▶

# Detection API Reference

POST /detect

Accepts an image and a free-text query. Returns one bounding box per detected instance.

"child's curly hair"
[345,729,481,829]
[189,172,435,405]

◀

#### Problem to work on:
Output every line of the listing above as a numbered list, dropping the blank lines.

#### Right answer:
1. # Detection API Reference
2. POST /detect
3. Accepts an image and a free-text query. Returns one bounding box per detected instance.
4. "child's curly hair"
5. [345,729,481,829]
6. [189,172,435,405]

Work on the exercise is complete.